▶ PROBLEM TO WORK ON: Restate the material below word for word, from its first line to its last.

▶ MATERIALS PROVIDED:
========================================================================

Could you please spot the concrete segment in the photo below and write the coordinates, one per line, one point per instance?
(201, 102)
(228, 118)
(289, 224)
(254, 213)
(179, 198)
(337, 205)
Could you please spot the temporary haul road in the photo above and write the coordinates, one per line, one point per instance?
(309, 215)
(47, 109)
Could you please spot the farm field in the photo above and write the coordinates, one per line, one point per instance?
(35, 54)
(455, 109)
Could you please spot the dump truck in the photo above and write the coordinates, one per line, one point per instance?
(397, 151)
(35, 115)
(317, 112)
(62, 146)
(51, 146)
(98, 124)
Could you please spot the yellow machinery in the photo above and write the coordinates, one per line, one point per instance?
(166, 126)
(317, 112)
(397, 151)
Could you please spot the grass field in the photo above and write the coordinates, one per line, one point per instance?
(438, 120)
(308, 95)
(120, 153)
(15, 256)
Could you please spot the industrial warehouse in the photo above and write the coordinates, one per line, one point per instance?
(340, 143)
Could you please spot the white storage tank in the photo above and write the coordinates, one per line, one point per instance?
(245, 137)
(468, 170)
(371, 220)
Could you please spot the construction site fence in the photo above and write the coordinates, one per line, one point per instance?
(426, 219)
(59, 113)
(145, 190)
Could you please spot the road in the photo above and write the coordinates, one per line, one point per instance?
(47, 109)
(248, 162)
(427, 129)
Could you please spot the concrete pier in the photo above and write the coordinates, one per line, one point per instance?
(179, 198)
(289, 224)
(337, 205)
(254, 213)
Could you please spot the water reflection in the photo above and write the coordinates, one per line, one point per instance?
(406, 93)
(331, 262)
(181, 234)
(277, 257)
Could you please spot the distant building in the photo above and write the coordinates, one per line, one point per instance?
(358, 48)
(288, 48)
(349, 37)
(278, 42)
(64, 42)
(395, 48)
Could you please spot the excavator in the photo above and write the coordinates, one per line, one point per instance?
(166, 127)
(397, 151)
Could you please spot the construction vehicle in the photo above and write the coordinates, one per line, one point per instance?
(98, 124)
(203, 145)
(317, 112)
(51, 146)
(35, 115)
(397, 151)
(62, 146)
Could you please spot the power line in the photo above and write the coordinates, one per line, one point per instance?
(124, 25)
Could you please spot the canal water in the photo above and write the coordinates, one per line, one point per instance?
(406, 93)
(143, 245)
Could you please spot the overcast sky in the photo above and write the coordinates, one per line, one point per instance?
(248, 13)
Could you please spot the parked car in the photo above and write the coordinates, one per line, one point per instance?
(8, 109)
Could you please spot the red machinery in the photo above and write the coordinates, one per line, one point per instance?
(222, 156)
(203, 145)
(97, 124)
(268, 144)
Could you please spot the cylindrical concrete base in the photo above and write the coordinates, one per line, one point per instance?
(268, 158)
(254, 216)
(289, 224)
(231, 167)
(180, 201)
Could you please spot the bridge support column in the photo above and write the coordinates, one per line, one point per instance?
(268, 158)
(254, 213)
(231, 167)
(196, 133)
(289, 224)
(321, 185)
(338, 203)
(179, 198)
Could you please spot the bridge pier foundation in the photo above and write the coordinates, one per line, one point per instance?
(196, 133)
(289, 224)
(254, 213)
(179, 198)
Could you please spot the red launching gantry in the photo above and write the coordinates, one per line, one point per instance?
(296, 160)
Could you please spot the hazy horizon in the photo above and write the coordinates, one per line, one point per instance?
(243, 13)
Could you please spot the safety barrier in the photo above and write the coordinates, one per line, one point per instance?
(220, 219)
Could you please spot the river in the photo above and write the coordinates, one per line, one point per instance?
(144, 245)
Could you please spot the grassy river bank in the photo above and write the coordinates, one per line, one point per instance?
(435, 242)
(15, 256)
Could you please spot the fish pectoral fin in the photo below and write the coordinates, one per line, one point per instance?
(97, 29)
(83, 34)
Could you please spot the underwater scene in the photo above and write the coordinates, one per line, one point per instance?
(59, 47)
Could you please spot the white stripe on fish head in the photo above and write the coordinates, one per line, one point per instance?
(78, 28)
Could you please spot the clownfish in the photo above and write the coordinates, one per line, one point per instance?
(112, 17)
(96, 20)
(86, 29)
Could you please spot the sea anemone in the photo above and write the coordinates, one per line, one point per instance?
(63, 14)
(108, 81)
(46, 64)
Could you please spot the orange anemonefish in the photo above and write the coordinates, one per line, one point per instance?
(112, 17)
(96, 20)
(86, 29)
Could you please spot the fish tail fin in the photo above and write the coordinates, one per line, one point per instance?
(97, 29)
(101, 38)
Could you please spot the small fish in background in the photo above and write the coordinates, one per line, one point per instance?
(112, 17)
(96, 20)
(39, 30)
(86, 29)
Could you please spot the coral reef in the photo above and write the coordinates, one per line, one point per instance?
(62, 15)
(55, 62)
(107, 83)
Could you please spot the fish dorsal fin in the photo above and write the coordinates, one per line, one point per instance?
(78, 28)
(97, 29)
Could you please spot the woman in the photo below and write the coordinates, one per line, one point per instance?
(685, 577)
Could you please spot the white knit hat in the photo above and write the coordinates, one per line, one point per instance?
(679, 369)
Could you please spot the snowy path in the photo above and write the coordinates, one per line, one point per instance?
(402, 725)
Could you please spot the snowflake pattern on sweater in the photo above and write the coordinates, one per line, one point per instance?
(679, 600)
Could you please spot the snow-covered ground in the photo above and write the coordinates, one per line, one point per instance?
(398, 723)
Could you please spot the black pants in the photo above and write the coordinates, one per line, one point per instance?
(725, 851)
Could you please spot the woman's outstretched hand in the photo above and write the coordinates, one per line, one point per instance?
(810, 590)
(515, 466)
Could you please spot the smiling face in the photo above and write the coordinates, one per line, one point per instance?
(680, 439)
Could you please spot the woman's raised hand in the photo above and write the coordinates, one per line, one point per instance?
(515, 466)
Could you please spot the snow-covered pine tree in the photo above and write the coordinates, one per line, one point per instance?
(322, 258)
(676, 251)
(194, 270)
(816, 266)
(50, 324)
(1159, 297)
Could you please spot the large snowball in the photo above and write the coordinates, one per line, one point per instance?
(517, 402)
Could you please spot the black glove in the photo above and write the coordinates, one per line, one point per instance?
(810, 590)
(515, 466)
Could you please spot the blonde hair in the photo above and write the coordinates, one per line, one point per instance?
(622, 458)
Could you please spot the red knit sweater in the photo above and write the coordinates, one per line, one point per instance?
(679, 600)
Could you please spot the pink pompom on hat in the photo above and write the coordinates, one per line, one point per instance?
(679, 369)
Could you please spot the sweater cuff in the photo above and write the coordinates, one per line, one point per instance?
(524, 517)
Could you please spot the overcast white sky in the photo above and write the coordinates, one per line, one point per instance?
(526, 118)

========================================================================

▶ TASK OUTPUT:
Could you please spot the concrete segment in the photo below and write the coordinates, one per line, one point per instance?
(201, 102)
(228, 118)
(289, 224)
(254, 213)
(179, 198)
(337, 205)
Could you please spot the temporary haul road in the photo above and write the coordinates, one per line, one point per instance?
(309, 215)
(47, 109)
Could you please spot the farm field in the photo above and write the coordinates, one per line, one point per instance?
(35, 54)
(455, 109)
Could you please spot the dump truck in the photo above and write the coordinates, one per line, one point per instance?
(397, 151)
(35, 115)
(317, 112)
(62, 146)
(51, 146)
(98, 124)
Could you please spot the yellow machinery in the photo above and write the coordinates, one per line, one point per instance?
(166, 126)
(317, 112)
(397, 151)
Could you please spot the grass field in the photo above and write the coordinates, one per line, one point per instance?
(438, 120)
(308, 95)
(120, 153)
(15, 256)
Could you please spot the industrial warehouse in the photo above and write the coordinates, one per line, one point per instance?
(340, 143)
Could you please spot the white storage tank in the photo above and write the coordinates, one per line, one point per instance?
(245, 137)
(468, 170)
(371, 220)
Could you please spot the construction site fence in the photo above and write the coordinates, one per line, one point per instance?
(426, 219)
(59, 113)
(145, 190)
Could you please spot the road in the photo above and write the coordinates, one per line, one point per instance?
(47, 109)
(248, 162)
(427, 129)
Could you please spot the concrete pier in the photo above and write the coordinates, one per line, one point per instance?
(179, 198)
(289, 224)
(337, 205)
(254, 213)
Could you please spot the water reflection in the photo above and write the coordinates, one per line, one point per instance?
(406, 93)
(331, 262)
(181, 234)
(277, 257)
Could you please spot the distant building in the photo above and write the coordinates, one per line, one point per instance?
(358, 48)
(288, 48)
(349, 37)
(278, 42)
(64, 42)
(395, 48)
Could you please spot the excavator in the photo above and write the coordinates, one per line, one point per instance?
(166, 127)
(397, 151)
Could you please spot the construction vehicle in the photo above and write the coordinates, one per line, one point per instance?
(98, 124)
(203, 145)
(317, 112)
(51, 146)
(35, 115)
(397, 151)
(62, 146)
Could you please spot the power line in the photo above and write the coordinates, one per line, one point per instance?
(124, 25)
Could you please spot the canal water in the photo above and write the coordinates, one per line, one point per instance?
(406, 93)
(143, 245)
Could you please spot the overcast sky in the photo above and write the coordinates, one per line, one point per instance?
(248, 13)
Could you please spot the parked car in the photo above and write the coordinates, one per line, one point per instance?
(8, 109)
Could you please spot the red machinery in the photo above and write the coordinates, one per line, one point per instance?
(222, 156)
(203, 145)
(97, 124)
(268, 144)
Could you please spot the cylindrical concrete base in the photo above and write the coordinates, one per line, one point per instance?
(268, 158)
(254, 216)
(289, 224)
(231, 167)
(180, 201)
Could you please spot the bridge support column in the photo above and write the coordinates, one per line, one point per instance?
(268, 158)
(254, 213)
(231, 167)
(196, 133)
(289, 224)
(321, 185)
(338, 203)
(179, 198)
Could you please spot the bridge pier foundation in the photo above and write the coordinates, one per line, one point per instance?
(196, 133)
(289, 224)
(254, 213)
(179, 198)
Could you please spot the red launching gantry in the photo above and write the coordinates, one per line, one point per instance?
(296, 160)
Could you please spot the hazy horizon in the photo above and write the coordinates, one per line, one point per instance?
(243, 13)
Could you please spot the safety barrier in the photo above and write the coordinates, one per line, one point per instance?
(220, 219)
Could you please spot the river in the photo above and write the coordinates, one per line, one point per instance?
(144, 245)
Could you please spot the grassy river bank in the photo above and write the coordinates, one per line, one point per instance?
(435, 242)
(15, 256)
Could you please spot the fish pectoral fin in the photo below and write the coordinates, one per line, one point per instance?
(97, 29)
(83, 34)
Could you please spot the underwater scene in the photo above and write the coordinates, one per line, one point per instance?
(59, 47)
Could you please spot the white stripe on fish head in the photo above and write the coordinates, one per line, one point per instance?
(78, 28)
Could you please spot the clownfish in the photo above and write the coordinates, one per line, one point per instance?
(112, 17)
(96, 20)
(86, 29)
Could you please spot the sea anemone in the photo above and write the coordinates, one per line, one point per instance?
(63, 14)
(108, 81)
(46, 64)
Could you please spot the orange anemonefish in the photo above and write the coordinates, one per line, one point per instance?
(112, 17)
(96, 20)
(86, 29)
Could you please spot the fish tail fin in the photo above and write the coordinates, one per line, one point per instance?
(97, 29)
(101, 38)
Could you please spot the small fish in background in the photo above and write the coordinates, one per line, one point per instance?
(112, 17)
(96, 20)
(39, 30)
(86, 29)
Could you please spot the coral reef in the photo above and write the coordinates, one per line, one point per instance?
(62, 15)
(55, 62)
(107, 83)
Could you please spot the fish dorsal fin in the photo above and write the coordinates, one per line, one point per instance?
(78, 28)
(97, 29)
Could you please spot the woman in the photo below and write the coordinates, one per line, one point per instance?
(685, 577)
Could you please spot the white knit hat in the photo above and write the coordinates, one per line, one point per instance?
(679, 369)
Could you please spot the snowy path in the photo above and write the coordinates, one per line, one point per instance?
(402, 725)
Could you please spot the snowflake pattern on sweater in the photo above and write the coordinates, one per line, one point per instance?
(679, 600)
Could you please spot the snow-covered ground in the photo above and write the coordinates, one per line, one point per instance?
(398, 723)
Could you please spot the black pants in the photo above and write the coordinates, one per line, one point per instance?
(725, 851)
Could you please spot the woman's outstretched hand in the photo above and write the coordinates, one per line, one point per instance?
(810, 590)
(515, 466)
Could you please spot the smiling face in the photo above and write the coordinates, one per line, one point per instance?
(680, 439)
Could you please spot the woman's raised hand in the photo above and write the coordinates, one per line, one point per instance?
(515, 466)
Could you please spot the snow-covered pine tree in the photo above and write the coordinates, one per line, one point per instance?
(322, 258)
(676, 251)
(194, 270)
(816, 266)
(50, 324)
(1159, 297)
Could you please spot the large snowball in the photo above and write the coordinates, one per line, one point per instance?
(517, 402)
Could you please spot the black glove in the photo above and write the coordinates, one per line, one point per instance?
(810, 590)
(515, 466)
Could you please spot the blonde hair in the photo above and write the coordinates, one per line, one point per instance?
(622, 458)
Could you please spot the red knit sweater in the photo above and write the coordinates, one per line, one point per instance?
(679, 600)
Could you please spot the pink pompom on hat in the photo above and write the coordinates, one per line, one point per instance?
(679, 369)
Could you please spot the sweater cuff in the photo above and write the coordinates, one per line, one point per instance?
(524, 517)
Could you please spot the overcast white sky in the photo above and write the coordinates, one per line, one point per instance?
(526, 118)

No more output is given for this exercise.